From the records, keep only the lines that contain the string "rough" and copy each of them out. Case counts.

Stored items:
►

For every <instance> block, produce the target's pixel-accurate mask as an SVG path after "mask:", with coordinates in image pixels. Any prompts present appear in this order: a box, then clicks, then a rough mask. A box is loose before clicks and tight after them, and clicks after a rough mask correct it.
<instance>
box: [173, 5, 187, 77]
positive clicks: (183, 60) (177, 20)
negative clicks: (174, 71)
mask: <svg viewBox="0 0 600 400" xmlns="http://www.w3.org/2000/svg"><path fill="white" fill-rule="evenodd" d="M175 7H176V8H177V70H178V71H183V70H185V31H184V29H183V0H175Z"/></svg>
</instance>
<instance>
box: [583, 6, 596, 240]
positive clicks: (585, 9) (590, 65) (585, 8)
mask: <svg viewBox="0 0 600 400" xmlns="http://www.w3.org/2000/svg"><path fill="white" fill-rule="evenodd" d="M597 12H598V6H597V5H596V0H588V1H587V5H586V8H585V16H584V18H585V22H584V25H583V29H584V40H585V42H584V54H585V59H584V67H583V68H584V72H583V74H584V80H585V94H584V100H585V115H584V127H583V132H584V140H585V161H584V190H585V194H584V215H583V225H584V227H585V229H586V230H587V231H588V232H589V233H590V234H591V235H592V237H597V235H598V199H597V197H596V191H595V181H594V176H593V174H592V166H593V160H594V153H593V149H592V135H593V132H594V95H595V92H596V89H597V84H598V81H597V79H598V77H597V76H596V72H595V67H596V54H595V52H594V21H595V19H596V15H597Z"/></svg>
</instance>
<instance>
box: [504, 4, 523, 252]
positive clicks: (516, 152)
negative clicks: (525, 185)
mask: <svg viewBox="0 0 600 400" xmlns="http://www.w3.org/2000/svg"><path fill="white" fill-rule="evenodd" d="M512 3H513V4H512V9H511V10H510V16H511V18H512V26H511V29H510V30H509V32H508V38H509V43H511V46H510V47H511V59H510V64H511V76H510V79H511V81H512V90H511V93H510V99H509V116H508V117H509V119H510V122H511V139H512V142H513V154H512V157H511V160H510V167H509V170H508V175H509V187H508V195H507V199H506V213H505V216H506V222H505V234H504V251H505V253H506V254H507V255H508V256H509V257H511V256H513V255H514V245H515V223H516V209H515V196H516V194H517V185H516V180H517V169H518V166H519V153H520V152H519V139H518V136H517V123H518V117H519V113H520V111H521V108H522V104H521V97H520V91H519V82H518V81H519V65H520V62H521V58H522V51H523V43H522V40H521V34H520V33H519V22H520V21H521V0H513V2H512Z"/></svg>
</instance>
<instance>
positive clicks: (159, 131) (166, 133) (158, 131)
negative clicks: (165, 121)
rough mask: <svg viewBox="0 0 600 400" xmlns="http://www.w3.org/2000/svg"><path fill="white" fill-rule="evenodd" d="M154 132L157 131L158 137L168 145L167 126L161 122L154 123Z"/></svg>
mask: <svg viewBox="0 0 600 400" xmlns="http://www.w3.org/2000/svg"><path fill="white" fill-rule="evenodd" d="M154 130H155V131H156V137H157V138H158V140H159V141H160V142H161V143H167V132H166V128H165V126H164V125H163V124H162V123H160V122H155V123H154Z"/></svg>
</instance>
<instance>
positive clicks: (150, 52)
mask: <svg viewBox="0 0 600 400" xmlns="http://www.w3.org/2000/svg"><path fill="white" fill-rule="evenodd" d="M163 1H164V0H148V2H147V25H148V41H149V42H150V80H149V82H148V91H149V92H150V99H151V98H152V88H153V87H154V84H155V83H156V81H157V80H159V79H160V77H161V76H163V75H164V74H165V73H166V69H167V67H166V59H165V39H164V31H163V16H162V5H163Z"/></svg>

◄

Response to this exercise.
For every <instance> block, produce the target's pixel-accurate mask as an SVG path after "mask:", with coordinates in image pixels. Any prompts present appear in this order: a box, then clicks, then a rough mask. A box is loose before clicks and tight after them, and clicks after a rough mask correct it.
rough mask: <svg viewBox="0 0 600 400" xmlns="http://www.w3.org/2000/svg"><path fill="white" fill-rule="evenodd" d="M154 132L157 131L158 137L168 145L167 126L161 122L154 123Z"/></svg>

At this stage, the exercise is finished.